→ Requirement: Could you turn the data below into a numbered list, one line per item, with any blank lines left out?
===== Extracted information
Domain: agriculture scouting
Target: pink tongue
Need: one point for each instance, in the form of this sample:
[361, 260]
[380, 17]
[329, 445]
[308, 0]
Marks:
==========
→ Answer below:
1. Domain: agriculture scouting
2. Target: pink tongue
3. Need: one point for each instance, in the form of this sample:
4. [361, 260]
5. [380, 17]
6. [329, 445]
7. [308, 0]
8. Marks:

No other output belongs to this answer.